── PROVIDED TEXT ──

The American Taxpayer Relief Act of 2012, enacted on Jan. 2, 2013, amends the Food, Conservation, and Energy Act of 2008 and provides for a one-year extension of the Direct and Counter-Cyclical (DCP) program. To be eligible for direct and counter-cyclical payments, producers must enroll their farms in DCP on or before Aug. 2, 2013.
There are two types of DCP payments: direct payments and counter-cyclical payments. Both are calculated using the base acres and payment yields established for the farm. DCP is administered by the U.S. Department of Agriculture's Farm Service Agency (FSA). Regulations covering the provisions for DCP appear at 7 CFR Part 1412.
To be eligible for DCP, owners, operators, landlords, tenants or sharecroppers must:
- Share in the risk of producing a crop on base acres on a farm enrolled in DCP, and be entitled to share in the crop available for marketing from the base acres or would have shared had a crop been produced;
- Annually report the use of the farm's cropland acreage;
- Comply with highly erodible land conservation and wetland conservation requirements on all of their land;
- Comply with average adjusted gross income limitation provisions;
- Meet requirements to be considered actively engaged in farming;
- Comply with planting flexibility requirements;
- Use the base acres for agricultural or related activities and;
- Protect all base acres from erosion, including providing sufficient cover as determined necessary by the county FSA committee, and controlling weeds.
Base acres and payment yields are established for the following commodities:
- Grain sorghum, including dual purpose varieties that can be harvested as grain;
- Long grain rice and medium grain rice (which includes short grain rice), excluding wild rice;
- Canola, crambe, flaxseed, mustard seed, rapeseed, safflower, sesame seed and sunflower seed, including oil and non-oil varieties, or any oilseed designated by the USDA secretary;
- Dry peas, lentils, small chickpeas (Garbanzo bean, Desi), and large chickpeas (Garbanzo bean, Kabuli).
Farms with 10 or less base acres are not eligible for DCP payments, except for farms whose owners are socially disadvantaged or limited resource farmers or ranchers.
DCP Election and Enrollment — 2013
The sign-up period to enroll begins on Feb. 19, 2013 and ends on Aug. 2, 2013.
All producers may choose to enroll in either DCP or Average Crop Revenue Election (ACRE) for the 2013 crop year. This means that producers who enrolled in ACRE for 2012 may elect to enroll in DCP in 2013, or vice versa.

───

_WHAT YOU WILL DO_. Carry on the text about the Direct and Counter-Cyclical program past its final sentence. The material that follows plays no part in what is asked here.

── DATA LINES ──

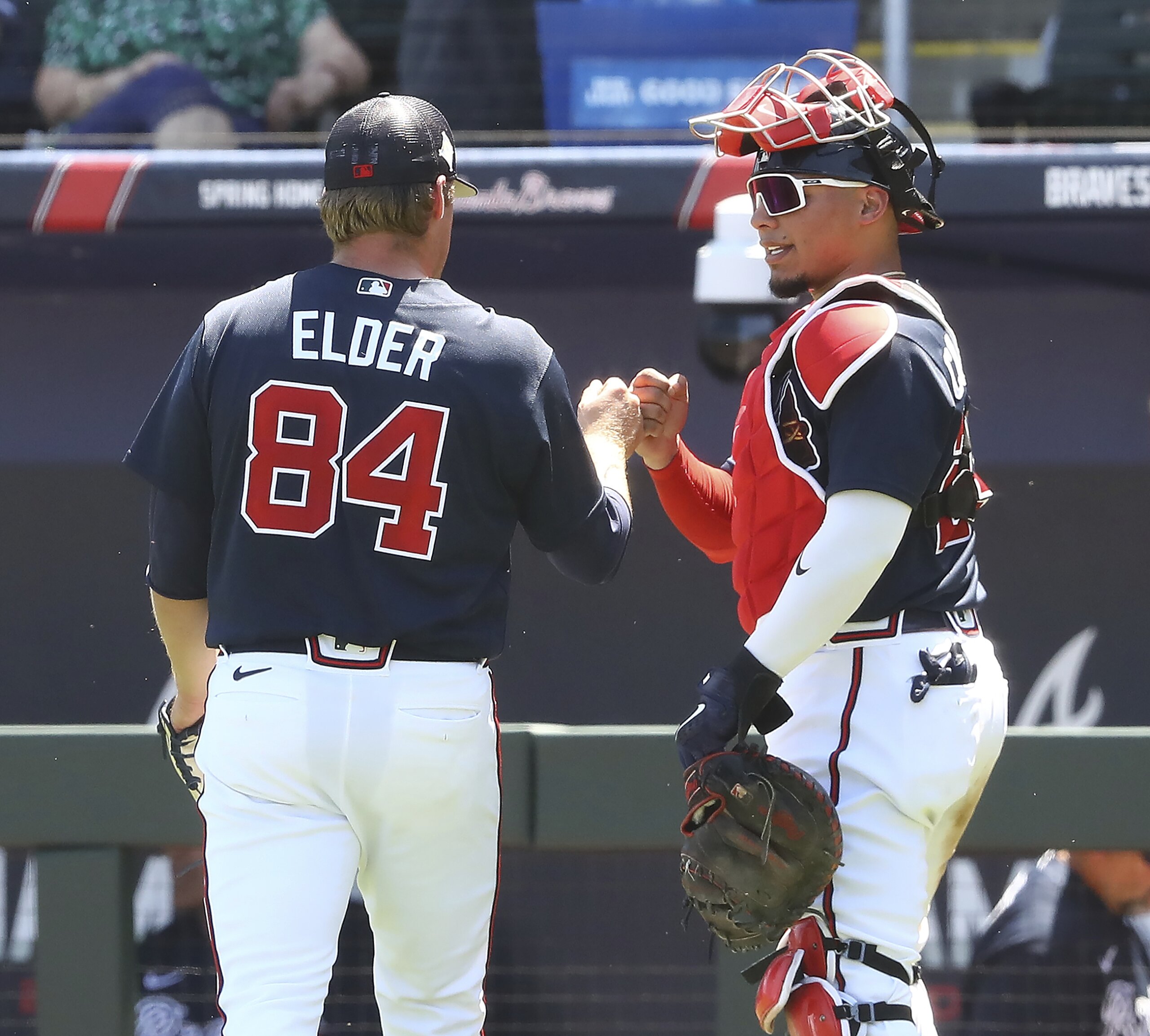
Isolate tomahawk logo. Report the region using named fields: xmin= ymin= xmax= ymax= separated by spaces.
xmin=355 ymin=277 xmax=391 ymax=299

───

_TASK RESPONSE_.
Maximum Payment Amounts
Direct payments are limited to $40,000 per person or entity and counter-cyclical payments are limited to $65,000 per person or entity. The limitation is applied by attributing both the amounts received directly by entities and persons, and indirect amounts received through entities.
Adjusted Gross Income (AGI)
Persons or legal entities whose average non-farm AGI exceeds $500,000 are not eligible for direct or counter-cyclical payments.
Persons or legal entities whose average farm AGI exceeds $750,000 are not eligible for direct payments.
Persons or legal entities whose average total AGI exceeds $1,000,000 are not eligible for direct payments.
Direct payment rates for the eligible DCP commodities are as follows:
- Grain sorghum: $0.35 per bushel;
- Barley: $0.24 per bushel;
- Upland cotton: $0.0667 per pound;
- Rice, long grain: $2.35 per hundredweight;
- Rice, medium/short grain: $2.35 per hundredweight;
- Soybeans: $0.44 per bushel;
- Other oilseeds: $0.80 per hundredweight;
For each commodity, the total direct payment for producers on a farm is determined by multiplying 85 percent of the farm's base acreage multiplied by the farm's direct payment yield multiplied by the direct payment rate.
Advance direct payments are not authorized and will not be issued.
The following is an example for corn:
Corn base acres:
100 acres x 85 percent
= 85 payment acres
x 110 bushels direct payment yield
x $0.28 per bushel direct payment rate
= $2,618 direct payment
Direct payments are not based on producers' current plantings of covered commodities or peanuts, but instead are calculated using the base acres and payment yields established for covered commodities and peanuts on the farm.
In addition to direct payments, counter-cyclical payments are authorized, which provide income support as part of a "safety net" in the event of low crop prices. Counter-cyclical payments for a commodity are only issued if the effective price for a commodity is below the target price for the commodity. Target prices for each commodity are as follows:
Chickpeas, large (Garbanzo bean, Kabuli)
(Garbanzo bean, Desi)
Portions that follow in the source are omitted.